• [SELECTED PASSAGE]:
A technical question for anybody: If you have a standby generator, you must have a transfer switch (required by Code) to prevent back feeding the grid during an outage- this is a matter of safety for utility workers. With PV, how is it isolated from the grid when there is an outage? You can’t have a transfer switch as the purpose of the PV system is to feed excess power back to the grid. I have never heard this discussed and am simply curious.

beng
July 22, 2012 6:21 am

I admire your efforts, Anthony, but I’ve read a number of posters here regretting their previous windmill or solar installations. From an engineer’s perspective, that’s alot of equipment to invest in and take care of….

Mickey Reno
July 22, 2012 6:38 am

Colin Porter says: Now it seems, Mr Watts is getting his own little chunk of Paola, but what is worse, he is going to tell his disciples, who have looked to him for inspiration and guidance, how to get their bit of this dirt money also.

Aren’t you adorable, with your silly insolence! Of course, we don’t know (yet) if Anthony is taking advantage of any tax benefits, but if he is, he’s right in line with his state’s stated goals.
For the record, I think solar panels are fine, if someone wants to use them, and I don’t have to pay for yours. If it turns out that taxes are subsidizing Anthony in this case, well, I don’t live in California, and the people there have made lots of bad economic public policy decisions. We’re learning a lot from the people of that state about the pitfalls of democracies that reward politically correct, but economically unsustainable behavior. Anthony details an intentional Faustian bargain that’s been foisted upon him by that electorate, and I can’t condemn a choice that’s rational given this unfortunate framework..
It’s also a wonderful opportunity for us here, if Anthony shares the first hand experience he gains with having solar panels on his home. I’ve known a few people that have used them on their homes in Colorado (a very sunny state) over the years, and their experiences have been fraught with problems. But the technology has advanced, and he’s in a unique position to keep the world informed of the cost/benefit tradeoffs of his system, and of the tax and subsidy ramifications. This will all be very apropos to the discussions that occur on WUWT, even if you personally don’t get much from them because you’ve pigeon-holed yourself.
By the way, the word is ‘payola’ with the word pay built right in. There is no need to capitalize it, as it’s not a proper name. The definition of payola implies a private payment or bribe secretly paid to directly influence some area where competition and merit would otherwise dictate the outcome. Certainly government subsidies influence competition and merit-based economies, but they are not secret or private, and so they don’t fit the definition in the case of someone utilizing a governemental subsidy or benefit.

beng
July 22, 2012 6:41 am

****
rogerknights says:
July 21, 2012 at 9:56 pm
Another cheap item is to add an insulating blanket around your water heater.
****
And put a timer on it to limit how often & when it comes on.

G. Karst
July 22, 2012 6:47 am

Anthony: I see you finally made your decision. I am still wrestling with the idea and all it’s implications. Please give us updates from time to time, as you progress through the learning curve. I can’t tell from the photo, but are those the inverter bank panels, beside the switchgear, in full direct sun. If so, you might consider shading them. High temps can shorten their life span and efficiency, if overheated. Bon chance! GK

July 22, 2012 6:48 am

Anthony, I hope the subsidy system in the US is different from that which we have in the UK otherwise your halo is slipping. Over on this side of the pond it costs energy supply companies about 4p – 8p to generate 1 kWh of electricity from non-renewable sources without carbon capture, depending upon the type of power station.

• [SHORT TASK]:
Answer these questions about the solar panel comment thread, numbering each answer to match its question.
1. What does the first comment say Code requires for a standby generator?
2. What word does Mickey Reno give as the correct one in place of "Paola"?
3. What does G. Karst suggest doing if the inverter bank panels sit in full direct sun?

• [COLLECTED DATA]:

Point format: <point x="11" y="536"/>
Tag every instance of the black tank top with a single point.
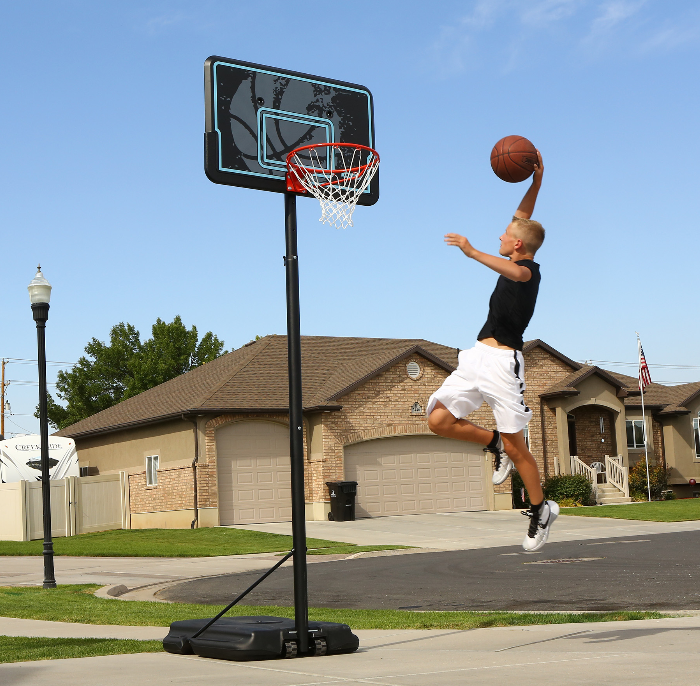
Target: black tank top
<point x="511" y="307"/>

• [RESULT]:
1. A transfer switch, to prevent back feeding the grid during an outage.
2. Payola.
3. Shading them.